**Work instructions**
[1] In the SVM and KNN tutorial, what degree is used for the polynomial kernel?
[2] Pick up the SVM and KNN tutorial after its last sentence and keep writing it.

**Quoted text**
Sometimes the data cannot be separated with a straight line (or a plane in higher dimensions). This is where **kernel methods** come in.

Support Vector Machines allow for **non-linear decision boundaries** by implicitly mapping the input features into a higher-dimensional space using a **kernel function**. One common example is the **polynomial kernel**.

Let’s try this on the same dataset using a polynomial kernel of degree 2.

In [None]:
# Define and train SVM with a non-linear (polynomial) kernel
clf_nonlin = svm.SVC(kernel="poly", degree=2, C=10)
clf_nonlin.fit(X, y)

We now visualize the non-linear decision boundary and margins. Compared to the linear model, this approach can better handle curved class boundaries.

In [None]:
# Reuse same mesh grid
xx = np.linspace(movement["z_acc"].min(), movement["z_acc"].max(), 1000)
yy = np.linspace(movement["y_acc"].min(), movement["y_acc"].max(), 1000)
XX, YY = np.meshgrid(xx, yy)
xy = np.vstack([XX.ravel(), YY.ravel()]).T

# Compute decision function values
Z_nonlin = clf_nonlin.decision_function(pd.DataFrame(xy, columns=["z_acc", "y_acc"])).reshape(XX.shape)

# Plot
fig, ax2d_nonlin = plt.subplots(figsize=(10, 6))

sns.scatterplot(data=movement, x="z_acc", y="y_acc", hue="move_type", palette="Set1", ax=ax2d_nonlin)

CS = ax2d_nonlin.contour(XX, YY, Z_nonlin, colors="k", levels=[-1, 0, 1], alpha=0.5, linestyles=["--", "-", "--"])

ax2d_nonlin.scatter(
    clf_nonlin.support_vectors_[:, 0],
    clf_nonlin.support_vectors_[:, 1],
    s=100,
    linewidth=1,
    facecolors="none",
    edgecolors="k",
    label="support",
)

ax2d_nonlin.clabel(CS, inline=1, fontsize=12)
ax2d_nonlin.legend()
plt.show()

## K-Nearest Neighbors (KNN)

Unlike models that learn decision boundaries during training, **K-Nearest Neighbors (KNN)** makes decisions at prediction time. 

For any new data point, the algorithm:
1. Finds the $k$ closest points in the training set,
2. Assigns the most common class label among those neighbors.

This is a **non-parametric**, instance-based method. Here, we use the default setting of $k=5$.

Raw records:
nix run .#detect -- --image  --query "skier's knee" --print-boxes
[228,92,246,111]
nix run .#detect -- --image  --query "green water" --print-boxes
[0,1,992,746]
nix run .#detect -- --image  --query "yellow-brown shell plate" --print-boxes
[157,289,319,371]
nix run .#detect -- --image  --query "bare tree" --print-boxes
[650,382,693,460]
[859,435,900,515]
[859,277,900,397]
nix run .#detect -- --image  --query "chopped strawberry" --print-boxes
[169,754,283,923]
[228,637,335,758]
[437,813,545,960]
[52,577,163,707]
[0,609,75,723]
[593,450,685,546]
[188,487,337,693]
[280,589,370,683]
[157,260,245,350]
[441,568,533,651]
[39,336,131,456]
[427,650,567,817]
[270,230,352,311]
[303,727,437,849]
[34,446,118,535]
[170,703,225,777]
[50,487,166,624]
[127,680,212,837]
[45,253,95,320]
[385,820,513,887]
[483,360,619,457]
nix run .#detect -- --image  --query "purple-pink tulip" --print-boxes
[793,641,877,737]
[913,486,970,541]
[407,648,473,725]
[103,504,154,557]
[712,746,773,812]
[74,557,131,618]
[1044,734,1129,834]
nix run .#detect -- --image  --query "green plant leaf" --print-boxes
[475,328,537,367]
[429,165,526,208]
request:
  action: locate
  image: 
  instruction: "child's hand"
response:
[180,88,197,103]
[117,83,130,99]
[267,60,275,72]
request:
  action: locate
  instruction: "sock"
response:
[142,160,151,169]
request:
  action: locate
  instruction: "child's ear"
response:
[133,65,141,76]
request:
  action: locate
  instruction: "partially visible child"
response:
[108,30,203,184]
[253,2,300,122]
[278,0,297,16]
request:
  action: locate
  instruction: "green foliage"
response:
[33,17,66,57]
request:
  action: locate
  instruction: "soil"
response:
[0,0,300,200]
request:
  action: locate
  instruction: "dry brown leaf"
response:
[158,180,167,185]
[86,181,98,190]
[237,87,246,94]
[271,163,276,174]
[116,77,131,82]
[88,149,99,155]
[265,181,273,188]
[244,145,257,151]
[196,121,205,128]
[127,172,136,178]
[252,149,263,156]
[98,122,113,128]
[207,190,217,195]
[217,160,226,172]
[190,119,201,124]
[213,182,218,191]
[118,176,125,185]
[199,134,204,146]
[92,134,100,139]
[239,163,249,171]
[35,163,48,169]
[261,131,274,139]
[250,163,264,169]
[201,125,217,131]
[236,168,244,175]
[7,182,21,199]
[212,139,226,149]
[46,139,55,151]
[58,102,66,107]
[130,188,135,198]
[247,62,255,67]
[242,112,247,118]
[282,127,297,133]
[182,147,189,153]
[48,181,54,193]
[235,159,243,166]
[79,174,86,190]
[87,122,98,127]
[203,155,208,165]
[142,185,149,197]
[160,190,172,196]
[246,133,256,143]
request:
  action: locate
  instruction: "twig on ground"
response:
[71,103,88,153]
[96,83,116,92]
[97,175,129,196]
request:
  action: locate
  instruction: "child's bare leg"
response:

**The responses**
[1] Degree 2.

[2]
In [None]:
from sklearn import neighbors

# Train KNN classifier
kn_model = neighbors.KNeighborsClassifier()
kn_model.fit(X=X, y=y)

We now visualize the decision regions predicted by KNN. You'll notice that the decision boundary may look more irregular, especially when $k$ is small or outliers are present.

In [None]:
# Predict class labels across the grid
Z_kn = kn_model.predict(pd.DataFrame(xy, columns=["z_acc", "y_acc"])).reshape(XX.shape)

# Plot KNN decision boundary
fig, ax_knn = plt.subplots(figsize=(10, 8))

# Fill contour for classification regions
CS = ax_knn.contourf(XX, YY, Z_kn, cmap="Set2")

# Plot data points with both hue and style
sns.scatterplot(
    data=movement, x="z_acc", y="y_acc", hue="move_type", style="move_type", s=100, ax=ax_knn, palette="Set1"
)

ax_knn.set_title("KNN Decision Regions (k=5)")
ax_knn.legend()
plt.show()

💡 **Observation:** With KNN, the decision boundary can become sensitive to noise or outliers in the dataset. Choosing the right value of $k$ is essential for balancing bias and variance.

## Exercises: Seed Classification

We’ll now apply what we've learned to a new dataset: the **Seeds dataset** from the UCI Machine Learning Repository. This dataset contains measurements of various wheat seeds and their corresponding types.

We'll focus on classifying two of the three seed types (classes 1 and 3).

---

### 1. Load and Preprocess the Data

Load the dataset and keep only the two desired classes. This starting step is already provided for you. Make sure that you understand how the dataframe is filtered.

Then, split your dataset into a train (80%) and test (20%) split. 

💡 Tip: Use `train_test_split` from `sklearn.model_selection`. You can split an entire dataframe without selecting specific columns first.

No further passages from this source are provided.